▶ _Brano scelto_:
┌──

È un rapporto «singolare» quello fra gli italiani e la Bibbia: intenso e distaccato, ma anche frequente e intermittente, competente e lacunoso. Nessun altro libro è in grado di marcare, nella stessa misura, l'identità personale e sociale degli italiani, e i suoi testi, che hanno ispirato nei secoli l'arte, la letteratura e il cinema, echeggiano un po' dovunque, dai luoghi di culto ai media, dalla famiglia a internet. Opera singolare e ambivalente, pervasiva e al tempo stesso specifica, la Bibbia è un testo «multimediale» che definisce uno scenario, entra nel linguaggio comune, attraversa il sentimento religioso e laico, il sacro e il profano, la destra e la sinistra. Per questo, spesso, sta sullo sfondo, nascosta, quasi invisibile. Al rapporto tra gli italiani e la Bibbia è dedicato il volume, frutto di un'indagine commissionata a Demos & Pi da EDB e dalla Fondazione Unipolis in occasione del quarantesimo anniversario della pubblicazione in Italia della Bibbia di Gerusalemme.
INTRODUZIONE
È un rapporto «singolare» quello fra gli italiani e la Bibbia. Intenso e distaccato, ma anche frequente e intermittente, competente e lacunoso, identificato e lontano, diviso e condiviso: al tempo stesso. Perché la Bibbia costituisce un elemento di comunione e, ancora, distinzione. Dal punto di vista religioso, ma al tempo stesso culturale e sociale. La ricerca condotta da Demos & Pi, per conto di EDB, su un campione ampio e rappresentativo della popolazione, sottolinea questo tratto singolare e, al contempo, ambivalente, della Bibbia. In un Paese dove si legge poco, dove il libro è, ancora, un «bene pregiato», sicuramente raro, è presente dovunque. In (quasi) tutte le famiglie. In (quasi) tutte le case. Oltre otto persone su dieci affermano di possedere in famiglia (almeno) una copia di questa «piccola biblioteca nata nel corso di un millennio» (per usare le parole di papa Benedetto XVI). Naturalmente, possedere una copia della Bibbia, non significa leggerla, né tantomeno conoscerla. Tuttavia, essa, in Italia, non è trattata come un semplice oggetto di arredamento. O come un soprammobile. Circa due italiani su tre dicono di averla letta. In misura quasi eguale: in passato ma anche più di recente. Circa sette persone su dieci, cioè, sostengono di averla consultata, letta o, almeno, di averne sentito recitare (oppure citare) una pagina o un verso nell'ultimo anno.

└──

▶ _Raccolta dati_:

┌──

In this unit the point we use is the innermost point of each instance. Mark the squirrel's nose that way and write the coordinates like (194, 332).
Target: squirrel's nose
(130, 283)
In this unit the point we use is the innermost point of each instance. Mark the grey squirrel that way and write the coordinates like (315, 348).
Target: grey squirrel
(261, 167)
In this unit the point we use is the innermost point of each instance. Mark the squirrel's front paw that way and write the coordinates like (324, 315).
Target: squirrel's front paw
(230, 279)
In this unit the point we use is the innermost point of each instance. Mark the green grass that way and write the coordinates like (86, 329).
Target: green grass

└──
┌──

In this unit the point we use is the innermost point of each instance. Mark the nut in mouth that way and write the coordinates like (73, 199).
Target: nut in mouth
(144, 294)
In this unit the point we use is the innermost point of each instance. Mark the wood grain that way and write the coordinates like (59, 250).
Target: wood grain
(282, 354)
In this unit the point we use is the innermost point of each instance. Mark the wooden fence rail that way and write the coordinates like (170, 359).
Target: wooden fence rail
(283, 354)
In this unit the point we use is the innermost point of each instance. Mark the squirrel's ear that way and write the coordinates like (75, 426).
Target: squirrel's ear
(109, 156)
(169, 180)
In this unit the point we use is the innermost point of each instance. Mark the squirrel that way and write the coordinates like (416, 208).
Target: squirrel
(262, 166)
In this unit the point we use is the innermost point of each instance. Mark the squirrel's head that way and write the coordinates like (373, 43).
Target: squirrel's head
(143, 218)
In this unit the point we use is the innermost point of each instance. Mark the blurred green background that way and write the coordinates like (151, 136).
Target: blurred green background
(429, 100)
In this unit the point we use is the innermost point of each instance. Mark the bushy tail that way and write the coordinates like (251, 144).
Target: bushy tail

└──

In quali luoghi echeggiano i testi della Bibbia, secondo il brano sugli italiani e la Bibbia? Elencali tutti.

Luoghi di culto, media, famiglia, internet.